>>>>

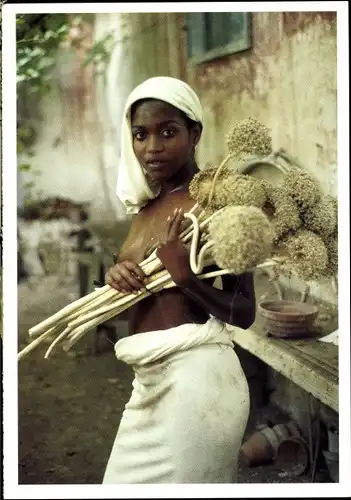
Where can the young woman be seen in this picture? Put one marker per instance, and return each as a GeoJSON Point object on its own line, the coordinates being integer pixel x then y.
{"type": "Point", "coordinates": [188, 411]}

<<<<
>>>>

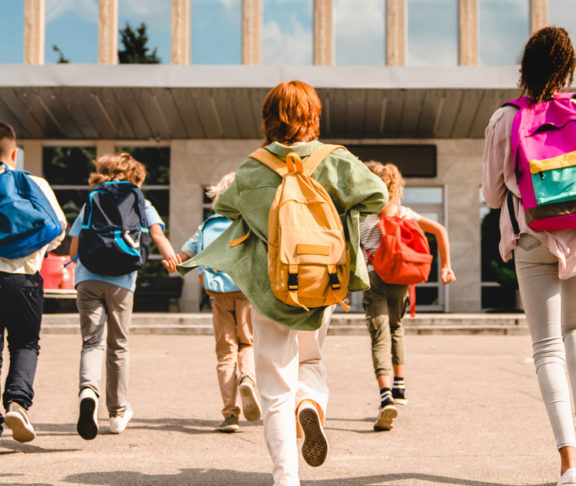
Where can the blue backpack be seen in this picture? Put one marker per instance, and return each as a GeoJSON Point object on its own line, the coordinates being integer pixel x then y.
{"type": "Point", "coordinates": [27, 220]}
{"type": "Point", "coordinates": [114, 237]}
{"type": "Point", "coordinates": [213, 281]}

<<<<

What is required: Count the rows above that contain the string "Where", treating uppercase and lowercase as different, and reply with the number alone.

Expected output: 2